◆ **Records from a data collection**
-*-*-

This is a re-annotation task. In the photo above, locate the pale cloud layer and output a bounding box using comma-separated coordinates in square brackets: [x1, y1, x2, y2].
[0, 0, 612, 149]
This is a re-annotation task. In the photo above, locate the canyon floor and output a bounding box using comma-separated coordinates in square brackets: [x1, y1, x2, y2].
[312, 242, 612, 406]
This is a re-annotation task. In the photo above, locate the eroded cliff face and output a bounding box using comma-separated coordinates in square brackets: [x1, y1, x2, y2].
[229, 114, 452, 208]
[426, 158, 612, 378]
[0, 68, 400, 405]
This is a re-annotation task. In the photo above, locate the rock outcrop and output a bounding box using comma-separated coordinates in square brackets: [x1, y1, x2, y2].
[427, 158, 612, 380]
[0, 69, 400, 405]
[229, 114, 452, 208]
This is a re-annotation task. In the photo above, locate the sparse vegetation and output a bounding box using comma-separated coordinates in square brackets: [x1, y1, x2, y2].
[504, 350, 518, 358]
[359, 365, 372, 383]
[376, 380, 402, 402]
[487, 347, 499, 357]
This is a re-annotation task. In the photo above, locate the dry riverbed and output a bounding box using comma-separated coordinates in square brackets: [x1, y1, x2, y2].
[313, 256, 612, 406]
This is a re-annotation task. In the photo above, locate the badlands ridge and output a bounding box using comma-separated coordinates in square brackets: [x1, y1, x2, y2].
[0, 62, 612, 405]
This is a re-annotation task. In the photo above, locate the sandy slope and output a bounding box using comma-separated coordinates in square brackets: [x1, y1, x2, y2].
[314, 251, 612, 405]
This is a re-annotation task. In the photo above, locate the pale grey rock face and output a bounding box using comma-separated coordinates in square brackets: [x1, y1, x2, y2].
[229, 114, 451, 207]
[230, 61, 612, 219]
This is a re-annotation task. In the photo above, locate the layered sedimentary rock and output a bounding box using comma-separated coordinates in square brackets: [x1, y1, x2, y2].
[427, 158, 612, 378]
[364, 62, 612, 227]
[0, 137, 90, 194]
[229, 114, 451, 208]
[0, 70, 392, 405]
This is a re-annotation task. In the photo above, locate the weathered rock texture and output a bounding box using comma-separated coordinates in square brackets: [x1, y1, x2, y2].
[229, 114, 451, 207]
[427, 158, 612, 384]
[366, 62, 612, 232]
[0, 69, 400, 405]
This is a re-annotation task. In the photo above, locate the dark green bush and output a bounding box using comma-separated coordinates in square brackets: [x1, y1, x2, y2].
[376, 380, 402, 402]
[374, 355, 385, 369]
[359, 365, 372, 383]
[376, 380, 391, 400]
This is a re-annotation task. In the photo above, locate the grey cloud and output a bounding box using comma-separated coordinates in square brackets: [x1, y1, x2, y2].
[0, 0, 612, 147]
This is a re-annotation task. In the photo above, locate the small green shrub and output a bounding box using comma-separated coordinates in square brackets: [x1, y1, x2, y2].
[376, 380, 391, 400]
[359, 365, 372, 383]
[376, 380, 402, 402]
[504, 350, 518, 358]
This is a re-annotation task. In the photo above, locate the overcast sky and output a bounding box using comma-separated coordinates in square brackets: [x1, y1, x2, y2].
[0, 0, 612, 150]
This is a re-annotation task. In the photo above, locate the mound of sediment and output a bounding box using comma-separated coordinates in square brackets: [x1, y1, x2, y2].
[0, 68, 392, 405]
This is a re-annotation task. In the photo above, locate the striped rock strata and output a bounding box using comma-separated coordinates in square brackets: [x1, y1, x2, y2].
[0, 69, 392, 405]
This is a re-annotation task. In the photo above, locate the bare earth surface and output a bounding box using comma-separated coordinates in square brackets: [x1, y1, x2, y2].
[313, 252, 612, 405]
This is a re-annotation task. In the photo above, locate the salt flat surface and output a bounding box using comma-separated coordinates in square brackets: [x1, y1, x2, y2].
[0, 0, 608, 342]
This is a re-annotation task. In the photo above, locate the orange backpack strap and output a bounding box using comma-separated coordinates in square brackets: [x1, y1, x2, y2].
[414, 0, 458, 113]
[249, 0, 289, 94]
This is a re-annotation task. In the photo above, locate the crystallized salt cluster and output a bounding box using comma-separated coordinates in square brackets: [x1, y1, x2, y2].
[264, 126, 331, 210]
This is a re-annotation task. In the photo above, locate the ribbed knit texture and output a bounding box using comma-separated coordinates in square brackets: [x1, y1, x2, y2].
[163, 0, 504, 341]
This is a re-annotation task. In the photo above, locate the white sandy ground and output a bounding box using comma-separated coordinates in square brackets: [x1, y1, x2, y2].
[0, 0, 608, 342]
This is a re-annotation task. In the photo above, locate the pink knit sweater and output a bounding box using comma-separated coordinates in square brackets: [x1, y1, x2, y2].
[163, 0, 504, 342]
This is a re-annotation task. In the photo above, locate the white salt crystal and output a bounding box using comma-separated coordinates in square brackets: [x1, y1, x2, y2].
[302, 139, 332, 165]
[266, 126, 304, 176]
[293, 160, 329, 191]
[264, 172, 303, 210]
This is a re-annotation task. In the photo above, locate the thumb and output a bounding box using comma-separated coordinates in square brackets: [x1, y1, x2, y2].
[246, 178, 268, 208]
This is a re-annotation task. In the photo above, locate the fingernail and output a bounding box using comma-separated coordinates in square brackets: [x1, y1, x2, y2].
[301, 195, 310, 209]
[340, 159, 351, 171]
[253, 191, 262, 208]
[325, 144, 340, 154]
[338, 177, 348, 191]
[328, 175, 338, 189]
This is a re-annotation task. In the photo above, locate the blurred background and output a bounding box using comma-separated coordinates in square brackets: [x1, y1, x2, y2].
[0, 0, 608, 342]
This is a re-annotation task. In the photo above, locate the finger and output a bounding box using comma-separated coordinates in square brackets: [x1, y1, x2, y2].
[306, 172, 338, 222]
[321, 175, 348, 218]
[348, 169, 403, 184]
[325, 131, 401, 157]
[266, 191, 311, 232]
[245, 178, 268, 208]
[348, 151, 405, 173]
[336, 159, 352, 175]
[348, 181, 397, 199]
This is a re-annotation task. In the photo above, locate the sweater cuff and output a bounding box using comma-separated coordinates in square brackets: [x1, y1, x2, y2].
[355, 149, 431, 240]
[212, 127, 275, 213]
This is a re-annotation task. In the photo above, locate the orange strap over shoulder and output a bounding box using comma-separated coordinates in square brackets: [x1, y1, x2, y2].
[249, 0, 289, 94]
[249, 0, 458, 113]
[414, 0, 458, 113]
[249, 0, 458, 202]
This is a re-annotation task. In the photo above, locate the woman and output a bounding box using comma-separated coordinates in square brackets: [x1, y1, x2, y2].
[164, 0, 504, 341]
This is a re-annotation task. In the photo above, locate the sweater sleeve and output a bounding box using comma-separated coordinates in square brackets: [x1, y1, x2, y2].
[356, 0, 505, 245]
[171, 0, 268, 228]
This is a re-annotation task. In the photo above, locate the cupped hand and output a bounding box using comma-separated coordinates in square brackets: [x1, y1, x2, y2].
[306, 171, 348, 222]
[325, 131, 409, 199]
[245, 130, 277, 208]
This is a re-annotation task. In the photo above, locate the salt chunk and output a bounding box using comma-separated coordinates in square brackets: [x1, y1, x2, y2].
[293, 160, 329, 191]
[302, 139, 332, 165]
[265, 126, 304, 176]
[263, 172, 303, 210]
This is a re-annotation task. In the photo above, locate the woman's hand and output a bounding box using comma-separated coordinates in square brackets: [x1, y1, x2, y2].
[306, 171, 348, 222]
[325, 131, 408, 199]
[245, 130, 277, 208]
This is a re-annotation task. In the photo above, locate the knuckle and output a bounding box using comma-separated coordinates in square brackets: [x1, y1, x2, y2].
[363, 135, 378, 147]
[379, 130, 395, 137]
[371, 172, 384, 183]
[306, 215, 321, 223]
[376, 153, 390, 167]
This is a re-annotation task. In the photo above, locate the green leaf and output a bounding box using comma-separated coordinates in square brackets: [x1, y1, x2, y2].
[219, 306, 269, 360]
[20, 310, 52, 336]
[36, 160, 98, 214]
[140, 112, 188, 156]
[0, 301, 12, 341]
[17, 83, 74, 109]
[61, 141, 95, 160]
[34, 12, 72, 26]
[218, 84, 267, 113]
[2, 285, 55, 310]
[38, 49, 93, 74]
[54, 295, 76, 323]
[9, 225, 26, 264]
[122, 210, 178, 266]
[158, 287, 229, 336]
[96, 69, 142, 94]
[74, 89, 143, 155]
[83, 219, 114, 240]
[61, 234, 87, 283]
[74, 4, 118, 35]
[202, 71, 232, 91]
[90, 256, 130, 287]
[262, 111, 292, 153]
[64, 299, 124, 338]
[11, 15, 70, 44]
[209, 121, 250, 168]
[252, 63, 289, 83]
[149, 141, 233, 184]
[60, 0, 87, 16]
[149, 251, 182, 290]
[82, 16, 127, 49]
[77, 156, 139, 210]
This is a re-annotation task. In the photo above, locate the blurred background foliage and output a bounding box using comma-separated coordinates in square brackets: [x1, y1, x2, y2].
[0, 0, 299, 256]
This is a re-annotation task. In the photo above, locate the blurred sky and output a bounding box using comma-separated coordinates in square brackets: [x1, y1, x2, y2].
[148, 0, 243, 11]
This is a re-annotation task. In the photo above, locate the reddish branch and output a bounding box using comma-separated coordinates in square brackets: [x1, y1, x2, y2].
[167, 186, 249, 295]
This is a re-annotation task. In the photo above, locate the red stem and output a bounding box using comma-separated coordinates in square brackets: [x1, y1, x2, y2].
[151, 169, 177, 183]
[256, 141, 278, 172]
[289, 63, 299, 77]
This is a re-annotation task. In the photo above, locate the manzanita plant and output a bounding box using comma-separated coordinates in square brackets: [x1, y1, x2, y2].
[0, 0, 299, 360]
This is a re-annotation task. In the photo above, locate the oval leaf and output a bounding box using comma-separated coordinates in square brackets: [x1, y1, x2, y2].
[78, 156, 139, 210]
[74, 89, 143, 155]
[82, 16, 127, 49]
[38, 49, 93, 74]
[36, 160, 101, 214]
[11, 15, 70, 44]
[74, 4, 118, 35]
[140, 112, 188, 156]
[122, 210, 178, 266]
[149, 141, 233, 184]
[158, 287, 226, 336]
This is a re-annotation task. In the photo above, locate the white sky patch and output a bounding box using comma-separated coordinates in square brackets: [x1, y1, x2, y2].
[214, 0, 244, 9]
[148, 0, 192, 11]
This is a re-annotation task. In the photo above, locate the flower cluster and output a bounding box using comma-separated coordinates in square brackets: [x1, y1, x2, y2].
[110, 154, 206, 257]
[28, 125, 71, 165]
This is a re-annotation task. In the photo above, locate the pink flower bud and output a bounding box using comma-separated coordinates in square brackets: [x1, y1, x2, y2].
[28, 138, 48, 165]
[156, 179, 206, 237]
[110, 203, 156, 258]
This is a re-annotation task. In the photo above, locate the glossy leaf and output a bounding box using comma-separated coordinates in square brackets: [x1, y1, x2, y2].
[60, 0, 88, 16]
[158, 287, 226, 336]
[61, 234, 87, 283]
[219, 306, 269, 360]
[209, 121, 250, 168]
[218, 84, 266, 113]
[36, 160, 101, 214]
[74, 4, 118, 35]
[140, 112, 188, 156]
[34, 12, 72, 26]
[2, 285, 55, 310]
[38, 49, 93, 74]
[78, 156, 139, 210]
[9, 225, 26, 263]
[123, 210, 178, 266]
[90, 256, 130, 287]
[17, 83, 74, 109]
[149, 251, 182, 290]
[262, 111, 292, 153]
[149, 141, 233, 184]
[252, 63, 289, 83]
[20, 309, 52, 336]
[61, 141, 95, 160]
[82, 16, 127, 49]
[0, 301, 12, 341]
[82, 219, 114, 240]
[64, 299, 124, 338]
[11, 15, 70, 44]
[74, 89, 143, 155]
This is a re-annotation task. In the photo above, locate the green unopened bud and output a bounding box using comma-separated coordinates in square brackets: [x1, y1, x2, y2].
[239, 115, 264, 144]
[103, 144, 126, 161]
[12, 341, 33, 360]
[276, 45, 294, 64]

-*-*-

Put the lines from the one containing "the white salt" through the one containing "[264, 172, 303, 210]" into a Markdown table with the columns Row and Content, numbering each row and omitting any blank lines.

| Row | Content |
|---|---|
| 1 | This is a re-annotation task. In the photo above, locate the white salt crystal and output a bounding box using comma-separated coordinates in square brackets: [x1, y1, x2, y2]. |
| 2 | [302, 139, 332, 165] |
| 3 | [266, 126, 304, 176] |
| 4 | [293, 160, 329, 191] |
| 5 | [264, 172, 303, 210] |